> **抜粋本文**
それは、韓国ドラマやK-POPのような、ドラマティックで華やかさはないです。
静かだけと力強い、ことばの重みをしっかりと感じるというか、胸にぐっと迫ってくるこの感じが大好きです。

決して、ハッピーエンドでは終わりません。救いようがないことが多いです。泣けて、泣けて仕方ないことが多いです。理不尽で、不条理で、ただただ切なくて、やるせないことも多いです。

だけど、とても面白いのです。
わたしの語彙がないせいで、面白いの一言になってしまうのですが、この斎藤真理子さんの『韓国文学の中心にあるもの』を読んでいただけると、理解してもらえると思います。

韓国文学は、ただの小説ではないのです。
多くの苦しみ、悲しみ、不条理、みじめな思いを経験したからこそ、ことばに深みがあるのです。
物語りに情があるのです。

日本の義務教育では習わなかった韓国の歴史を、この本は教えてくれます。
本当に知らないことが多いです。
隣人なら背負うべき重荷を、わたしは知らなかった。
同じことが、日本に起これば、日本人はきっと耐えられないと思う。昔の日本人なら耐えられたのかもしれない。今の私たちには、あまりにも平和過ぎて理解ができないと思う。
時代が違うの一言では片づけられない重い歴史があります。

翻訳以外で本を書かれたのは、この本が初めてだそうです。
ですが、その形容することばはとても詩的なのに分かりやすい、文芸課のわたしはとても勉強になりました。
こんな文章を書く人になりたい。

もっと多くの人に読んでもらいたい。

> **課題文**
書評の「だけど、とても面白いのです。」と「翻訳以外で本を書かれたのは、この本が初めてだそうです。」の間（両端を含む）を、「歴史」を「過去」に置き換えて書き直してください。 ここからのレコードは、上の書評とは別個の資料です。

> **データセットのレコード**
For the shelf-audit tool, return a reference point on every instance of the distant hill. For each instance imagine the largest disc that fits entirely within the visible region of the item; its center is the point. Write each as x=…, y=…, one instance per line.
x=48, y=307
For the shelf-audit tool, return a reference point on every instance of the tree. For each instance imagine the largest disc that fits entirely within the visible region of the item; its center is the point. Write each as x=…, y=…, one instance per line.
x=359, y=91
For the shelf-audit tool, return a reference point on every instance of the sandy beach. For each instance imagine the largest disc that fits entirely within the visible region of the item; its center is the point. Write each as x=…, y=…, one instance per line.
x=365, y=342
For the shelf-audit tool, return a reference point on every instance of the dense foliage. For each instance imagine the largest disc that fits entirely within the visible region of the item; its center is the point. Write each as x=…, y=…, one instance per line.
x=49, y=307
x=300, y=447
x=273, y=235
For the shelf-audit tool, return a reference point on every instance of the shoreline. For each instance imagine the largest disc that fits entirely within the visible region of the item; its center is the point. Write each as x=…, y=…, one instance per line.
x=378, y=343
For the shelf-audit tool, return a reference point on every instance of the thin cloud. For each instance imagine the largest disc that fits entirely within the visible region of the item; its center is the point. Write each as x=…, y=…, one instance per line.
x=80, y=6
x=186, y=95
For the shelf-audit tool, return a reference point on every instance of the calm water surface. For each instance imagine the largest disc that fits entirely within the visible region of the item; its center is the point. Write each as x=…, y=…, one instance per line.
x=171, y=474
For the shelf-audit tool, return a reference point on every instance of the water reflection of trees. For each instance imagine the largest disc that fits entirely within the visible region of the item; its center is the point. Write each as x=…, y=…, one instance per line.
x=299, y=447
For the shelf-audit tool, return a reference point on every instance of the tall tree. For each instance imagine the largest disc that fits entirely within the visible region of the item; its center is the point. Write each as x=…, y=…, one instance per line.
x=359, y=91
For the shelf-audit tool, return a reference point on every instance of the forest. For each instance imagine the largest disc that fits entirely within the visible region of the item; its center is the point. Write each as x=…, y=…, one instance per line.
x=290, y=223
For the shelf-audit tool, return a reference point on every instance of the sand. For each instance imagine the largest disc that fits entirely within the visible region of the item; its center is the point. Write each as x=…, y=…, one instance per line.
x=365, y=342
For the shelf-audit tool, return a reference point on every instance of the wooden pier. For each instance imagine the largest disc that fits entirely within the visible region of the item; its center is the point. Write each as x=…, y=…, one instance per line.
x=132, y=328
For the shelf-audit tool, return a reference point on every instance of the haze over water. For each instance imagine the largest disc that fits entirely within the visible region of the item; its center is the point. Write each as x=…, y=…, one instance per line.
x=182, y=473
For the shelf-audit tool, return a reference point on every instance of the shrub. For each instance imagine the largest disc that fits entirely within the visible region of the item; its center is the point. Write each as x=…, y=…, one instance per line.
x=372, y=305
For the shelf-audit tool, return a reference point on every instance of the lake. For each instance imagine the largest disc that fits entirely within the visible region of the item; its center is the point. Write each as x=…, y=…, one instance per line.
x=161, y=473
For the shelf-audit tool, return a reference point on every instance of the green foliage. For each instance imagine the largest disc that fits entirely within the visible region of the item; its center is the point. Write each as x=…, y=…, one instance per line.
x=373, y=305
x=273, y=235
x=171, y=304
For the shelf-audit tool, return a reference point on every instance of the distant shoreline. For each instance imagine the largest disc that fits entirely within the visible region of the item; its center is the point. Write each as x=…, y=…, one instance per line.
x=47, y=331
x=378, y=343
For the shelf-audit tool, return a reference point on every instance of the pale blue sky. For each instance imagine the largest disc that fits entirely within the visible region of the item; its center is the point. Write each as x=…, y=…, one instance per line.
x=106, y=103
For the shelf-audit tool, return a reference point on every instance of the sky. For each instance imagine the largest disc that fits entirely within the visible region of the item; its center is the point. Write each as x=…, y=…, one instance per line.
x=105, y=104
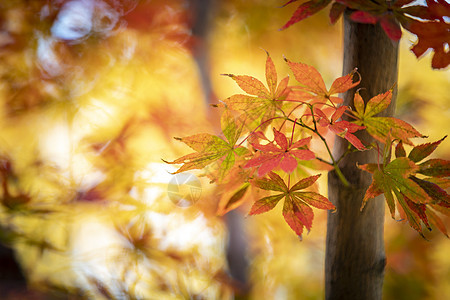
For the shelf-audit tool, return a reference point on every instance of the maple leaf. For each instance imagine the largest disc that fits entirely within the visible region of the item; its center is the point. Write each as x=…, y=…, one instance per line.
x=305, y=10
x=380, y=127
x=296, y=210
x=283, y=154
x=417, y=197
x=313, y=86
x=344, y=129
x=211, y=148
x=432, y=33
x=261, y=104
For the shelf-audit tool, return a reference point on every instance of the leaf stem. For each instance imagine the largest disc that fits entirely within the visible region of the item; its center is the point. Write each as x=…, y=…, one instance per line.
x=334, y=162
x=253, y=131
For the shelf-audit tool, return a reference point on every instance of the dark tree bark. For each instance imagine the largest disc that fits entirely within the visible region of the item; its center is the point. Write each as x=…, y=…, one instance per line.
x=355, y=257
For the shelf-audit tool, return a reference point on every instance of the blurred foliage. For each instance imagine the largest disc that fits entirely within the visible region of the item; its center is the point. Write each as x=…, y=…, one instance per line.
x=91, y=94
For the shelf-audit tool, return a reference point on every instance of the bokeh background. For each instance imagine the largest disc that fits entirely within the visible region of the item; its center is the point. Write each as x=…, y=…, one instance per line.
x=92, y=93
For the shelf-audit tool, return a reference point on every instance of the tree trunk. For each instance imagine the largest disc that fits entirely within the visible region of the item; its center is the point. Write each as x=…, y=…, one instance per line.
x=355, y=258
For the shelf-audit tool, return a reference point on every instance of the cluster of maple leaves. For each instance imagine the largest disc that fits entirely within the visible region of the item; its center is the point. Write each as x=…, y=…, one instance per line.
x=428, y=22
x=248, y=165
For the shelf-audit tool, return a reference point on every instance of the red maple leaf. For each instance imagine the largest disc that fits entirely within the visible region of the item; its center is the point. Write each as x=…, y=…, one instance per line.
x=343, y=129
x=297, y=209
x=283, y=154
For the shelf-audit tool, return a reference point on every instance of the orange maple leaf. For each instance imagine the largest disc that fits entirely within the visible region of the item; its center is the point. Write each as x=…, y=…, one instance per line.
x=283, y=154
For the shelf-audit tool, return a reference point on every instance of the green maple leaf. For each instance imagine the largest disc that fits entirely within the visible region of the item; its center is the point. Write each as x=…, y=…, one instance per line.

> **解答例**
だけど、とても面白いのです。
わたしの語彙がないせいで、面白いの一言になってしまうのですが、この斎藤真理子さんの『韓国文学の中心にあるもの』を読んでいただけると、理解してもらえると思います。

韓国文学は、ただの小説ではないのです。
多くの苦しみ、悲しみ、不条理、みじめな思いを経験したからこそ、ことばに深みがあるのです。
物語りに情があるのです。

日本の義務教育では習わなかった韓国の過去を、この本は教えてくれます。
本当に知らないことが多いです。
隣人なら背負うべき重荷を、わたしは知らなかった。
同じことが、日本に起これば、日本人はきっと耐えられないと思う。昔の日本人なら耐えられたのかもしれない。今の私たちには、あまりにも平和過ぎて理解ができないと思う。
時代が違うの一言では片づけられない重い過去があります。

翻訳以外で本を書かれたのは、この本が初めてだそうです。